● **Task details**
Rewrite all of these lines, keeping the requests unchanged, and multiply every point coordinate in the answers by 1.85, rounding each result to the nearest whole number with halves rounded up.

Dataset rows showing where objects appear:
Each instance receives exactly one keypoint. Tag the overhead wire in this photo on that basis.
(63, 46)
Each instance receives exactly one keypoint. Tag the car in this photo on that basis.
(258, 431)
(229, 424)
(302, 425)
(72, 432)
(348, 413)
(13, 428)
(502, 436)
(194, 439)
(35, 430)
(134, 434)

● **Output for this exercise**
Each instance receives exactly one keypoint. Tag the overhead wire in this photo on that basis.
(117, 85)
Each instance receives exactly one keypoint. Tag the car in this photo on that basis.
(477, 797)
(424, 784)
(559, 786)
(133, 799)
(644, 764)
(24, 792)
(929, 807)
(359, 812)
(65, 796)
(248, 803)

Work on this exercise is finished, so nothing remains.